EXERCISE AIM. Only the lines from the start of the entries up to and including the line with "Note: identify the streak" should be written out, exactly as they stand.

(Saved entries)

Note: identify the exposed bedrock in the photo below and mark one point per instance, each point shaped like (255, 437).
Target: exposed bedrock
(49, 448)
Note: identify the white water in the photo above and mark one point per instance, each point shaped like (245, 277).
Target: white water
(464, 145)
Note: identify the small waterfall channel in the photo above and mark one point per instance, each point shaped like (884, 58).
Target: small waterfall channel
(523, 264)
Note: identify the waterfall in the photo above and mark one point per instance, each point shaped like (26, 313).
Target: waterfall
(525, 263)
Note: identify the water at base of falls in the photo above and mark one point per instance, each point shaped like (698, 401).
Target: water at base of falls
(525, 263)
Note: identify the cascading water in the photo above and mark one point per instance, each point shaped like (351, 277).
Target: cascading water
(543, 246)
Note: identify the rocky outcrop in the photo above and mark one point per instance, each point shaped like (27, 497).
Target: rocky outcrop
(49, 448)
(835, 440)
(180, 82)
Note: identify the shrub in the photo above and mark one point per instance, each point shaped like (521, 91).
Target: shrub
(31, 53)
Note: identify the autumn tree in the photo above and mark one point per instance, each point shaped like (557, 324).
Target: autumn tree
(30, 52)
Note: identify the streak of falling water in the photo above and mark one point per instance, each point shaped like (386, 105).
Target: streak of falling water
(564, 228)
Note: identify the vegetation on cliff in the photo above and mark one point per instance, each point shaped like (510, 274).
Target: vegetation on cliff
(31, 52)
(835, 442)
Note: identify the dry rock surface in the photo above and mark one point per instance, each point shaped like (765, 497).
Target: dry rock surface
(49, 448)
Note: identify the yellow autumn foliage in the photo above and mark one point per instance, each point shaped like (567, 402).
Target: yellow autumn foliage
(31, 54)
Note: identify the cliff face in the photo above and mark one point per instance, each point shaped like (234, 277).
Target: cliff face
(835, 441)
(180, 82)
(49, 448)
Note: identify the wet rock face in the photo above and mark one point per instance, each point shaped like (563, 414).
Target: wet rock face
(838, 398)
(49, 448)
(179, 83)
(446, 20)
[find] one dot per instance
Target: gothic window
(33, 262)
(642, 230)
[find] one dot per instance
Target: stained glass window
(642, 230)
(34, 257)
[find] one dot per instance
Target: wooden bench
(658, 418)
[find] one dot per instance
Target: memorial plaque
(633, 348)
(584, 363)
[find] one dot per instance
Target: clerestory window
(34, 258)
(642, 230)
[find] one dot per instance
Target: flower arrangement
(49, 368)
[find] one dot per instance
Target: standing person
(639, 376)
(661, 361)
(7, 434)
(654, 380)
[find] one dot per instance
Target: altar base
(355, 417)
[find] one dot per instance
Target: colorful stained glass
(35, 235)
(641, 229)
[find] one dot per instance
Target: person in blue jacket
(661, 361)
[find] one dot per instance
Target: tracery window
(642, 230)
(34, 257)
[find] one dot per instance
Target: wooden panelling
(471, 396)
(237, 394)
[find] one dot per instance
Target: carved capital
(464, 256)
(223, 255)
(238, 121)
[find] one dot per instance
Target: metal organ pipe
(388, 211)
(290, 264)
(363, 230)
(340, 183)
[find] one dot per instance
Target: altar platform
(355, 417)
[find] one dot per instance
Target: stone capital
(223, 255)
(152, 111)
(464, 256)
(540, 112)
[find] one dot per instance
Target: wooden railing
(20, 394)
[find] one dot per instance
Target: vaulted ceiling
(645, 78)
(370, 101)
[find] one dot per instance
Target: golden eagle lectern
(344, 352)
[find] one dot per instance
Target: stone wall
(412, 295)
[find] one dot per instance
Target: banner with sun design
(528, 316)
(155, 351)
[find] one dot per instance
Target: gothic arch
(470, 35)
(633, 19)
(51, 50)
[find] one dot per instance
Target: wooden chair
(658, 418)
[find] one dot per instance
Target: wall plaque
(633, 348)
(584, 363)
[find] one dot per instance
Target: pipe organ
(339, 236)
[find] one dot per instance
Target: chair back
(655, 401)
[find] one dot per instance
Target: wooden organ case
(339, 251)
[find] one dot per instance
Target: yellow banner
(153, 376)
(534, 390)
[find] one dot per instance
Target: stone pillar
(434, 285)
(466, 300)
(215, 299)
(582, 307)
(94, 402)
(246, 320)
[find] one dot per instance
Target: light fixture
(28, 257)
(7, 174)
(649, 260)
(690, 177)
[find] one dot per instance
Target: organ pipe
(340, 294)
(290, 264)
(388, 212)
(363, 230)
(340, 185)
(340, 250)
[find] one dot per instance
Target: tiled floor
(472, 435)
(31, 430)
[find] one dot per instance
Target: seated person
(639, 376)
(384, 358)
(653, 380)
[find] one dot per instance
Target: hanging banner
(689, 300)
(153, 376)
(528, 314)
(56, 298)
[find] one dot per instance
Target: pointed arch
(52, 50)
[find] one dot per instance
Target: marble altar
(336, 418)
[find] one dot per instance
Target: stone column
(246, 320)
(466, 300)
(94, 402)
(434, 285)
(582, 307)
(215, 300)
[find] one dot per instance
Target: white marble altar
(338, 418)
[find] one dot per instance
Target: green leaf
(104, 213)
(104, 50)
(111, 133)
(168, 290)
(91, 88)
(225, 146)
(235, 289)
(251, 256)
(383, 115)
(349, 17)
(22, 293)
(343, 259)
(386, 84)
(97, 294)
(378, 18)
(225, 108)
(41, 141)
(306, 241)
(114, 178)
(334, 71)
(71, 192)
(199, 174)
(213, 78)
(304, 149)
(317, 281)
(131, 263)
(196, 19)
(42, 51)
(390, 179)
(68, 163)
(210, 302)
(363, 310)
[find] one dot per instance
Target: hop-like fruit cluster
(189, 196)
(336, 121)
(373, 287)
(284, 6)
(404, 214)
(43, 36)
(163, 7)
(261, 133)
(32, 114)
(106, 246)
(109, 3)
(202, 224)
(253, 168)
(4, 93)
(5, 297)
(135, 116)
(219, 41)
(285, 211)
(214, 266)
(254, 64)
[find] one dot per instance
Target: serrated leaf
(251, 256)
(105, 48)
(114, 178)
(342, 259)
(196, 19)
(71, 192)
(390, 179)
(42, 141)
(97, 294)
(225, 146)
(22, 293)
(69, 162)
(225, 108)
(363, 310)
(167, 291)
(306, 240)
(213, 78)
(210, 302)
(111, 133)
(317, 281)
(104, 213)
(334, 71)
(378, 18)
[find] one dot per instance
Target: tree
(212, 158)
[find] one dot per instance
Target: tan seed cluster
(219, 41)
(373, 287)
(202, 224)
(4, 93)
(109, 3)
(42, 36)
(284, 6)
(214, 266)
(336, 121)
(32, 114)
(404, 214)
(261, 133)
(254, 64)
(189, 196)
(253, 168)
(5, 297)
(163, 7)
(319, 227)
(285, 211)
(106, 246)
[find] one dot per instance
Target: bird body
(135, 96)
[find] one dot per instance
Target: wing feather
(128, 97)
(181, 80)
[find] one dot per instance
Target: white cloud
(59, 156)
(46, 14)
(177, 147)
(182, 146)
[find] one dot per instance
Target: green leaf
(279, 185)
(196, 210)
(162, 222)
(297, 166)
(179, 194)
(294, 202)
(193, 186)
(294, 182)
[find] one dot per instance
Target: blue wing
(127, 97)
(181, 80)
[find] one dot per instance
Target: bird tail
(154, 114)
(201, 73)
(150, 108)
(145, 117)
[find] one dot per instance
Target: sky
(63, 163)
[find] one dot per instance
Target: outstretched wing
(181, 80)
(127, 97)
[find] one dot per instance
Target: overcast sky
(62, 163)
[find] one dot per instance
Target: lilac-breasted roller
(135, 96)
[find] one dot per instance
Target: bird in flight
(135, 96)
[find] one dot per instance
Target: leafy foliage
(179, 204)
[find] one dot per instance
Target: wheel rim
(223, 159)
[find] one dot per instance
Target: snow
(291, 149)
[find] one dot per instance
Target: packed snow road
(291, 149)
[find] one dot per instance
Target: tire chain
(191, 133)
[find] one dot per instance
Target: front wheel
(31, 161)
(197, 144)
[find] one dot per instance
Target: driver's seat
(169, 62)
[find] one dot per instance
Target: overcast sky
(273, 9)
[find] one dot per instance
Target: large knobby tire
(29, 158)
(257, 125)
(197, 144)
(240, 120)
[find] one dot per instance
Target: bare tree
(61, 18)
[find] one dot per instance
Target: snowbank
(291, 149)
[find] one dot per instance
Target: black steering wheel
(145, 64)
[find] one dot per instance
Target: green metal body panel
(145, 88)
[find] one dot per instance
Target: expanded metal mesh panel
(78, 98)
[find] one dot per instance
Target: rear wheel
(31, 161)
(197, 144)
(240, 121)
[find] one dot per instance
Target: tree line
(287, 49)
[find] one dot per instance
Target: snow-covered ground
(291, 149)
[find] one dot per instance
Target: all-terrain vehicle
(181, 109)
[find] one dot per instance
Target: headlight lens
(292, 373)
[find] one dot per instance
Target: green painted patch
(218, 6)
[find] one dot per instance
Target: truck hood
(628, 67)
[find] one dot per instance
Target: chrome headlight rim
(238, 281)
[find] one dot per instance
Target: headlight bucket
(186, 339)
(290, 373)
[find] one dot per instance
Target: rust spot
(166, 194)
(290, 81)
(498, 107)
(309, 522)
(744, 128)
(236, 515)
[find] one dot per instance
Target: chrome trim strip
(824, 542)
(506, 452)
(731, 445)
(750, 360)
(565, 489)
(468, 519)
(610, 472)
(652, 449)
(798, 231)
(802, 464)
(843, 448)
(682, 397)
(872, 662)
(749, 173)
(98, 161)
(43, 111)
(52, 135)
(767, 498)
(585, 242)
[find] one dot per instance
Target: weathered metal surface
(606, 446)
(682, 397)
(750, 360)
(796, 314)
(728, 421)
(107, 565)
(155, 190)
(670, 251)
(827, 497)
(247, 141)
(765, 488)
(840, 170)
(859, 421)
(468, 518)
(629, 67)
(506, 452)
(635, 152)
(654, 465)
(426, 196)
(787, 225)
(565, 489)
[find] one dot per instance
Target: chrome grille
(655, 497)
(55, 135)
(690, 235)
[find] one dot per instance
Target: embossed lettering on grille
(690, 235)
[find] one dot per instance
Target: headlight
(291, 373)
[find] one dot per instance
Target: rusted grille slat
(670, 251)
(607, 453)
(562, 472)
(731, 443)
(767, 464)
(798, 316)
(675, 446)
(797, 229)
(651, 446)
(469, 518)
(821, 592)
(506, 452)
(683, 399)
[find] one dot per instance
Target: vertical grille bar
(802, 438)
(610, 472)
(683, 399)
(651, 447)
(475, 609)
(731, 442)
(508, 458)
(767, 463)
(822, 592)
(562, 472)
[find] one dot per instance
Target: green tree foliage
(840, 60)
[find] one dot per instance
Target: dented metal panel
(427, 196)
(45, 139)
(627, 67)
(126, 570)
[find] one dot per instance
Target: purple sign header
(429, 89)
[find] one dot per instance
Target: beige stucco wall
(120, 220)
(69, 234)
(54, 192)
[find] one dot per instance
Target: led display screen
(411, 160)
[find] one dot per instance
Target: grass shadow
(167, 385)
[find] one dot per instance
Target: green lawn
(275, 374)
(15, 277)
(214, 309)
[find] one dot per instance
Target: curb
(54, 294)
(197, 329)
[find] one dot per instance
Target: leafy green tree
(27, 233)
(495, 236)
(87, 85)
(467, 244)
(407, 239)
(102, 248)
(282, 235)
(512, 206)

OUTPUT OF THE TASK.
Note: identify the exposed bedrock in the photo below and mark one point per instance, each point shaped like (255, 437).
Target: exposed bedrock
(49, 448)
Note: identify the white water in the photo above and mark one point per instance, each point shaped like (245, 277).
Target: white water
(464, 145)
Note: identify the small waterfall channel in the photo above and mark one point per instance, each point shaped like (884, 58).
Target: small waterfall channel
(523, 264)
Note: identify the waterfall in the photo above and mark one point per instance, each point shaped like (26, 313).
Target: waterfall
(525, 263)
Note: identify the water at base of falls in the photo above and mark one point per instance, each point shaped like (698, 401).
Target: water at base of falls
(525, 263)
Note: identify the cascading water in the photo above and mark one point per instance, each point shaped like (351, 277).
Target: cascading water
(543, 246)
Note: identify the rocky outcrop in the photo above and mark one point per instance, each point shaped like (27, 497).
Target: rocky outcrop
(49, 448)
(835, 440)
(180, 82)
Note: identify the shrub in the photo above and mark one point per instance, each point shaped like (521, 91).
Target: shrub
(31, 53)
Note: identify the autumn tree in the photo above and mark one point per instance, each point shaped like (557, 324).
Target: autumn tree
(30, 52)
Note: identify the streak of falling water in the photo above and mark one point per instance, each point shaped like (386, 105).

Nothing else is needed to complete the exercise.